> Exercise objective
Rewrite everything from the start of the records down to the line containing "positive clicks: (856, 318)" as a numbered list, omitting any blank lines.
Segment Open
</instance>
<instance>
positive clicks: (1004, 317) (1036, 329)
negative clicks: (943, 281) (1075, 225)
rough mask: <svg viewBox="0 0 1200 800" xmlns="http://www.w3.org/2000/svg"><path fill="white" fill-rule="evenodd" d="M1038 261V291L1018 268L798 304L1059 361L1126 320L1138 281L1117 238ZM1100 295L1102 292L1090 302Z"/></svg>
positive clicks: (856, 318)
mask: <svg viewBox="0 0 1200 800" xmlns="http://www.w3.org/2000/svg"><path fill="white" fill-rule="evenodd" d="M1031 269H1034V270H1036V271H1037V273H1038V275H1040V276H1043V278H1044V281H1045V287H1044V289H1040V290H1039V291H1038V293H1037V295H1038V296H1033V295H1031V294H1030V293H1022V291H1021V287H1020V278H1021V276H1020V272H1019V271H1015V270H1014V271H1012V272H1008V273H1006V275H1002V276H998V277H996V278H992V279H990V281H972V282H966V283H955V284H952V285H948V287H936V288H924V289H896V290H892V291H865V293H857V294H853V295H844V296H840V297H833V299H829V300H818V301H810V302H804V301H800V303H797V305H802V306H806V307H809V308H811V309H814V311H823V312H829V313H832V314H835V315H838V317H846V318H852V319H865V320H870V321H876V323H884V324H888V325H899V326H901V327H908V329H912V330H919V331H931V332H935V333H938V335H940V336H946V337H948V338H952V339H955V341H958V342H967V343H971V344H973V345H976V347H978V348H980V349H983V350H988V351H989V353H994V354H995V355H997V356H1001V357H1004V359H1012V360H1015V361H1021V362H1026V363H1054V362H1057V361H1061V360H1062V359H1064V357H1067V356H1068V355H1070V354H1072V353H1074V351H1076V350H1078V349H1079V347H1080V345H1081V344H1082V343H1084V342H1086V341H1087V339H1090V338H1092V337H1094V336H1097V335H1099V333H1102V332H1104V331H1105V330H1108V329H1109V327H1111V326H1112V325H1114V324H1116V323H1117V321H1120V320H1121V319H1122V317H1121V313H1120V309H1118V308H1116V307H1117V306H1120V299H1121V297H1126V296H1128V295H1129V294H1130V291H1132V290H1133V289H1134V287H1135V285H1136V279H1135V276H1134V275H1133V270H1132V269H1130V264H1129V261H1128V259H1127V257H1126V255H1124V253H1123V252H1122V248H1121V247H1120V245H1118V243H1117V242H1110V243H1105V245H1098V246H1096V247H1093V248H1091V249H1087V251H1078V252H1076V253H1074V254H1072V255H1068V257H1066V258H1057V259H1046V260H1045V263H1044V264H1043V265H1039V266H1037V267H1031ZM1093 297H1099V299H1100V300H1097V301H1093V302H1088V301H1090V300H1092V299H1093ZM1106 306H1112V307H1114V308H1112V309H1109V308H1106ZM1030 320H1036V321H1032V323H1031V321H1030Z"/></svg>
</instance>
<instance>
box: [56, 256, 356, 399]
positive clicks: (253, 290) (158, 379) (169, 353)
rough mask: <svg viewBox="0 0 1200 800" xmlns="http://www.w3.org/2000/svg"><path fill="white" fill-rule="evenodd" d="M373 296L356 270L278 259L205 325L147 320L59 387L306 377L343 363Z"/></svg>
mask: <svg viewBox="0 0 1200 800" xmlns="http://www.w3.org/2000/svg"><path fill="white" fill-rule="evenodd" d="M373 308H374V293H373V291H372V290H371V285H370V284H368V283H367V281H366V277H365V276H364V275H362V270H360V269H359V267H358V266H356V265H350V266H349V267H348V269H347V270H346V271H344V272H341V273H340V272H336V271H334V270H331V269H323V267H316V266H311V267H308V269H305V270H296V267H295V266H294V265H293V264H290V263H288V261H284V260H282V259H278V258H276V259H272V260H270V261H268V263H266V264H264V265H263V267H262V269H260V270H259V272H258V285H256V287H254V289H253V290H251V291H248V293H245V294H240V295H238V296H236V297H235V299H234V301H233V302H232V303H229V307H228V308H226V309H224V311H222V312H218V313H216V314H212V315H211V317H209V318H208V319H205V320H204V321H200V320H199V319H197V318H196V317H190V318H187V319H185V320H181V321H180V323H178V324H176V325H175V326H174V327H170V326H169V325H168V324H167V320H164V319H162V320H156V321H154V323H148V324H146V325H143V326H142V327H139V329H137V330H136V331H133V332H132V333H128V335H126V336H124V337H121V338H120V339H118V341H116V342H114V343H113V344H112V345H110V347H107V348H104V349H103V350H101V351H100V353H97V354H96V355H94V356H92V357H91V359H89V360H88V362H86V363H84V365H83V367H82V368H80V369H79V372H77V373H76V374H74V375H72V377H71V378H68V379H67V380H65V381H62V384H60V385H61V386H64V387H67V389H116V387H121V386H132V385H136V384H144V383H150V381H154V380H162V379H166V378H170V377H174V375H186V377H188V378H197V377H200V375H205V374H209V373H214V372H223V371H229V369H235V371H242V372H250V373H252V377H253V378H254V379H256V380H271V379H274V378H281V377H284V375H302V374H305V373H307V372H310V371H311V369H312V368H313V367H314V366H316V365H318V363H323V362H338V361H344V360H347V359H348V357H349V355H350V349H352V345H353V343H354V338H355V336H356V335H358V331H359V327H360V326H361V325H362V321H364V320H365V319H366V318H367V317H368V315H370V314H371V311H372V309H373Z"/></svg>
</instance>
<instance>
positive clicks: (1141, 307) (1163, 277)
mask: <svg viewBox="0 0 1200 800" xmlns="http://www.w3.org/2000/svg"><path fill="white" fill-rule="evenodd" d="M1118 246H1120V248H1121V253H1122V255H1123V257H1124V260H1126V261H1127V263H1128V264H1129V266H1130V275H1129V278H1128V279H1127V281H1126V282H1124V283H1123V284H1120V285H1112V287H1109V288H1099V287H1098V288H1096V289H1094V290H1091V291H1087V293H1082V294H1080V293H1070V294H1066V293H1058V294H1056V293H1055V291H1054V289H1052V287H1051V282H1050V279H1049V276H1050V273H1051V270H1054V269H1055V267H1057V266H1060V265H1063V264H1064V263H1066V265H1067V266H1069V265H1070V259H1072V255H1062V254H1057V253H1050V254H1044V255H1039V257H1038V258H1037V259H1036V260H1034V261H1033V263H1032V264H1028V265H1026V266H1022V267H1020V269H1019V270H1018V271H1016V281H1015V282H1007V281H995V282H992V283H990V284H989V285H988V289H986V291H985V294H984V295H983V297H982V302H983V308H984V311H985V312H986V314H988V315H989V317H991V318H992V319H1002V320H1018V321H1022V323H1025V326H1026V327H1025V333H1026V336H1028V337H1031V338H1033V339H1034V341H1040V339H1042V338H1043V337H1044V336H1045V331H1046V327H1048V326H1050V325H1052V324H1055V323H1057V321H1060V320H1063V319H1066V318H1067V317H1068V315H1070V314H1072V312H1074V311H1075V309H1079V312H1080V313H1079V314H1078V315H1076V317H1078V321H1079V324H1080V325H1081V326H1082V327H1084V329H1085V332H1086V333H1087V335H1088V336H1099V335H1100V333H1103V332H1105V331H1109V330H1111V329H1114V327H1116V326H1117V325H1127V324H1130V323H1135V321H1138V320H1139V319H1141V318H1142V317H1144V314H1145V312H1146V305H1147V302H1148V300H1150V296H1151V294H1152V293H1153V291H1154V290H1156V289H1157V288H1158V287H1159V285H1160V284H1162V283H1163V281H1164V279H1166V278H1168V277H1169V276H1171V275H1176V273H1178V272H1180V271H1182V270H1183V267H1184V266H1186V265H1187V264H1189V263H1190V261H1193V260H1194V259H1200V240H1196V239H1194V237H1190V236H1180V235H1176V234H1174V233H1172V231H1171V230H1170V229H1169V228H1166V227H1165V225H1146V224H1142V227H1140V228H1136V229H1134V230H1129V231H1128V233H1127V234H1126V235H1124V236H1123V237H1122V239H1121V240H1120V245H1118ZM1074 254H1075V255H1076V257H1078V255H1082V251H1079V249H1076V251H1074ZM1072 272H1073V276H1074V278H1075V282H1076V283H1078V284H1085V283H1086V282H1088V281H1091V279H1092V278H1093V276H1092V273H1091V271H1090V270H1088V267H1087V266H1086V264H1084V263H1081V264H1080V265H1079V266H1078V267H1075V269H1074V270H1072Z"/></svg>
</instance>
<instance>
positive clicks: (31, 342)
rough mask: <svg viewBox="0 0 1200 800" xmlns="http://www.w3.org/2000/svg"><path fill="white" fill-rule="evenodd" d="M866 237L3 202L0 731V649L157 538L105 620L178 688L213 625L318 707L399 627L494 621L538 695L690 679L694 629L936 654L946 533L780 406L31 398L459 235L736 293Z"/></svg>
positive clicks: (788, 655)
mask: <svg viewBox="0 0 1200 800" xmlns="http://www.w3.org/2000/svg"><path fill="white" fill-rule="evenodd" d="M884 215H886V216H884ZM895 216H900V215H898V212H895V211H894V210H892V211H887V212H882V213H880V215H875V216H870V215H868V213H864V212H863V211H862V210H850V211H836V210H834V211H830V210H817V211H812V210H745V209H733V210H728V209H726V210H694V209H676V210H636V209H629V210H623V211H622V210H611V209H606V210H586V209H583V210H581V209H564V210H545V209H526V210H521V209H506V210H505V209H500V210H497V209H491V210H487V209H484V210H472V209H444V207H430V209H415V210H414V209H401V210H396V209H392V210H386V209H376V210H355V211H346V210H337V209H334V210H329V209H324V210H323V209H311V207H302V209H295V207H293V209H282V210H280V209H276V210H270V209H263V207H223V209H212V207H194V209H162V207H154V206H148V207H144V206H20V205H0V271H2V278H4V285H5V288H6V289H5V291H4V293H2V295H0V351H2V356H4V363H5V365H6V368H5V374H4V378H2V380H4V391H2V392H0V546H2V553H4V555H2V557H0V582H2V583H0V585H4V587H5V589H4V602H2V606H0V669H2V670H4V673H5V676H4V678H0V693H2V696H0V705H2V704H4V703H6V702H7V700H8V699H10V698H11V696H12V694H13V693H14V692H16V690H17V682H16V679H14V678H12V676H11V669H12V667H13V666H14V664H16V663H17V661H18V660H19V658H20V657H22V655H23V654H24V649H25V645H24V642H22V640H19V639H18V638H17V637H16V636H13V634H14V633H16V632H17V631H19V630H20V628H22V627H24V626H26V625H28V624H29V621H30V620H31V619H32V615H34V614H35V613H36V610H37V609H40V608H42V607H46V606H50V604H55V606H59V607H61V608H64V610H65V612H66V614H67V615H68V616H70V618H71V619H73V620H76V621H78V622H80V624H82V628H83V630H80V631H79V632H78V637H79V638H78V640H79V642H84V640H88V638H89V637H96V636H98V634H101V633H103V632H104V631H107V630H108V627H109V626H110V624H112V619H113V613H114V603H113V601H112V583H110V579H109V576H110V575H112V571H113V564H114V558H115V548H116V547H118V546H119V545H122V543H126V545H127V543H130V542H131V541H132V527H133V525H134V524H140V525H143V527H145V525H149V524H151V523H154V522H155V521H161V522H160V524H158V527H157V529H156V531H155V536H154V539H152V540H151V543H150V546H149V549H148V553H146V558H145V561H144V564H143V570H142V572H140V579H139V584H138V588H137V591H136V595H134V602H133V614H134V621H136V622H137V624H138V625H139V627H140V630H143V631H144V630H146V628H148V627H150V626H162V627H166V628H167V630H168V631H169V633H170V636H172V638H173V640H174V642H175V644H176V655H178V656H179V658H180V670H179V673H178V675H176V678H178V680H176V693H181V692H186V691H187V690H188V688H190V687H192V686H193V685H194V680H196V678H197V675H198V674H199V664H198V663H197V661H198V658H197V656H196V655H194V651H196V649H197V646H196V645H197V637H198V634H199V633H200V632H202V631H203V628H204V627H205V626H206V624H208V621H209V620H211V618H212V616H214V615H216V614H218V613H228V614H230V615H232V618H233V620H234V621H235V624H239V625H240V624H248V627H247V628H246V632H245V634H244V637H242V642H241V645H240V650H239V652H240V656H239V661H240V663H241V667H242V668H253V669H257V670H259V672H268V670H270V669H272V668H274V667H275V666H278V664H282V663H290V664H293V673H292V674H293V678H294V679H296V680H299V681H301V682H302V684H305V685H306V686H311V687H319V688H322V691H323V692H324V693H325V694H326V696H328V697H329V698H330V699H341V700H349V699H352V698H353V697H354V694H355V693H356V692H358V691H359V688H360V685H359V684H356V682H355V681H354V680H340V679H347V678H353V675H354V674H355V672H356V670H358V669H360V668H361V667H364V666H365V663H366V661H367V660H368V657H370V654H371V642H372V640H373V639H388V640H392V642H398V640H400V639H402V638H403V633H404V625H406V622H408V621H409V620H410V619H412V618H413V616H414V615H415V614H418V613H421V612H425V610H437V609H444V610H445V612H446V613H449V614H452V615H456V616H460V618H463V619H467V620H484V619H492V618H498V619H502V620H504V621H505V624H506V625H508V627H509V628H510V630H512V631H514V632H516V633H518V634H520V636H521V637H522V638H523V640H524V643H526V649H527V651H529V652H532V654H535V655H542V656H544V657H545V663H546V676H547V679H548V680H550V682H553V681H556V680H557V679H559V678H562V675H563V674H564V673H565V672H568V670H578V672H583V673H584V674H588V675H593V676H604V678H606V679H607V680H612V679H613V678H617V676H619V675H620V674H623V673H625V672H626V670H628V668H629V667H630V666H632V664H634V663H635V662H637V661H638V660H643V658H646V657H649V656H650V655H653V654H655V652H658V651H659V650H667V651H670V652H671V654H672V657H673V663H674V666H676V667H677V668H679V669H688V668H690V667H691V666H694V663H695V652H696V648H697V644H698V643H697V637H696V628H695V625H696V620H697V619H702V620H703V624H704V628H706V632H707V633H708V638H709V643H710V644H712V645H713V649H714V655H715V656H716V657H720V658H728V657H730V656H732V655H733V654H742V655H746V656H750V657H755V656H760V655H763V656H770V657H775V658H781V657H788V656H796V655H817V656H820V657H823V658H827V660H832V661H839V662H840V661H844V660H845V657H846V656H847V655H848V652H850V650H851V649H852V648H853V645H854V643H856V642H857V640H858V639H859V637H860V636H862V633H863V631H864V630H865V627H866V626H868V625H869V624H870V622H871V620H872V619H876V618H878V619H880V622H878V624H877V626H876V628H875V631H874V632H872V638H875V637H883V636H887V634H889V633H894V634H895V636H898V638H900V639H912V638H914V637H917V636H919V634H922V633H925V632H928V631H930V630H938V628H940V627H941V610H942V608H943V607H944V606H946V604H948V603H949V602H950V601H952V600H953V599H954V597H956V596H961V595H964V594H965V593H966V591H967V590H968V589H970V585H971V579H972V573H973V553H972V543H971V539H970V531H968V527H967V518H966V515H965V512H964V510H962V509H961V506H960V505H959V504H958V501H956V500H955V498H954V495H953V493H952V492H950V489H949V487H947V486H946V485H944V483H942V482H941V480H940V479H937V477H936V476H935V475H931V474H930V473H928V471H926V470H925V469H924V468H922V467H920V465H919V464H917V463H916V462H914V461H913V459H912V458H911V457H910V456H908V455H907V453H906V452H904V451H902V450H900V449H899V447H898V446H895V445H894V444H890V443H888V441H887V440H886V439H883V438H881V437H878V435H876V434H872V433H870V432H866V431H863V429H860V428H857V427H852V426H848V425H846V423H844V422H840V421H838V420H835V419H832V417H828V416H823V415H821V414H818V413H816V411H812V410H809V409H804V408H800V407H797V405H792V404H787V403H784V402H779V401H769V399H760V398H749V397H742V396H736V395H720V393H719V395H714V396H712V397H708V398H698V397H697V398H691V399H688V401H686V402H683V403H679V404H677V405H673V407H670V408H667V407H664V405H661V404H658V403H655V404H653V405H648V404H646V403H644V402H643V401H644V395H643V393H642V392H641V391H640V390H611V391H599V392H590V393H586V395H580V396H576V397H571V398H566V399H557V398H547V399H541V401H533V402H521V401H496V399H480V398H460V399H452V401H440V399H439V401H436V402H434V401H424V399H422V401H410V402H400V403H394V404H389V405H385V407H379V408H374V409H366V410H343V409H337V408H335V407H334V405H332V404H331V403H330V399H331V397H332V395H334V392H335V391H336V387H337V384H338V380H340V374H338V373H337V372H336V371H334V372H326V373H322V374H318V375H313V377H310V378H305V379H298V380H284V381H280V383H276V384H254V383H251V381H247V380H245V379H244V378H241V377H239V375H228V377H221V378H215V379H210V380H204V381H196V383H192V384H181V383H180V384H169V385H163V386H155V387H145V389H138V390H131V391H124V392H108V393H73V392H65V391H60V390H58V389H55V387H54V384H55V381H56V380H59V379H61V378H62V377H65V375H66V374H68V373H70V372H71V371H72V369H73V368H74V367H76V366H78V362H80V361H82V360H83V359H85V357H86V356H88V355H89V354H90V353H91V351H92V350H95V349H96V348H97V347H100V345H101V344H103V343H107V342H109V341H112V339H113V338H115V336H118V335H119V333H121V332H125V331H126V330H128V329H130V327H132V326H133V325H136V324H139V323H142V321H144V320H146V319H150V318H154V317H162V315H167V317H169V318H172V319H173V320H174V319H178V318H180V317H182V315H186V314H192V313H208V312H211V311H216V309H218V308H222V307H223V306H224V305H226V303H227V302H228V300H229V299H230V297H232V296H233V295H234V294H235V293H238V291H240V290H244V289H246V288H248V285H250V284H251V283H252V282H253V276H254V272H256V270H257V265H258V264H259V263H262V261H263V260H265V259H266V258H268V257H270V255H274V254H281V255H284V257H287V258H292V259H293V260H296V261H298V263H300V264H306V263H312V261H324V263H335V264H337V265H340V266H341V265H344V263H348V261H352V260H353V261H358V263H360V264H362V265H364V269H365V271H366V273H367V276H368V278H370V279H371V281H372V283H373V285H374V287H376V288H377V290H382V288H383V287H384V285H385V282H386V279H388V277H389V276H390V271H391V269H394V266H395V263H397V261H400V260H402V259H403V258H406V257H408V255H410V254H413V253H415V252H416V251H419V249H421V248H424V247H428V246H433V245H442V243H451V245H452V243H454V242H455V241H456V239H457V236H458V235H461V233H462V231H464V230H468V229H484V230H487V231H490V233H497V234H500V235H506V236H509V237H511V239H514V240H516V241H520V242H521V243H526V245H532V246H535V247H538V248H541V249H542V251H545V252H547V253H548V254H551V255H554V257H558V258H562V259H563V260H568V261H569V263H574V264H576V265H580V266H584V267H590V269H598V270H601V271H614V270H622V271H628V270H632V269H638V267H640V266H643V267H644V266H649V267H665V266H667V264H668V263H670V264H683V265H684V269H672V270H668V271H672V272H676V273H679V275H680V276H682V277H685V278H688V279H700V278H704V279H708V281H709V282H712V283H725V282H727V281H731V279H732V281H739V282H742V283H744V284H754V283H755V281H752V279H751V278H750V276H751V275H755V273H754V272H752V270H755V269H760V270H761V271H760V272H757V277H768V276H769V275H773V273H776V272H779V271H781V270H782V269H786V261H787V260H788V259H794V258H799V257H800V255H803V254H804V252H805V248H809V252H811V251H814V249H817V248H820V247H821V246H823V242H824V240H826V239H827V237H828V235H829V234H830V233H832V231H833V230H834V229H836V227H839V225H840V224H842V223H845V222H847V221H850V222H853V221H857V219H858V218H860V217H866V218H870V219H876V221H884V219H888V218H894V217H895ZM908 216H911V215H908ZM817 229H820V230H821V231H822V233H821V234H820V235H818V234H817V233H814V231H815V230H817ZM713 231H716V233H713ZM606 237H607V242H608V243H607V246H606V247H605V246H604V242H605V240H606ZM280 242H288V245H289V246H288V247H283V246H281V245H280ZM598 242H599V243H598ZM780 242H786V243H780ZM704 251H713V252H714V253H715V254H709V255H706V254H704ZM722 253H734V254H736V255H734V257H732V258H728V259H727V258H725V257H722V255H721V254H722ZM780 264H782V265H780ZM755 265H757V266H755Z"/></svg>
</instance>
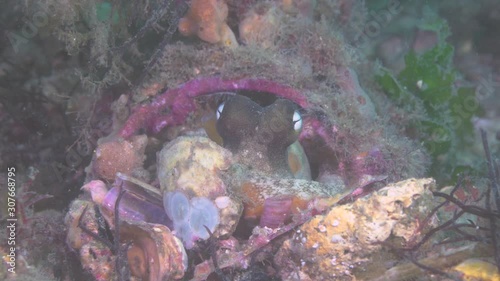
Segment Closed
> Reply
1. </instance>
2. <instance>
3. positive clicks: (1004, 317) (1036, 329)
4. negative clicks: (943, 281) (1075, 225)
5. rough mask: <svg viewBox="0 0 1200 800" xmlns="http://www.w3.org/2000/svg"><path fill="white" fill-rule="evenodd" d="M1038 261V291L1018 268L798 304L1059 361L1126 320L1138 281L1117 238ZM1100 295L1102 292L1090 302Z"/></svg>
6. positive clicks: (856, 318)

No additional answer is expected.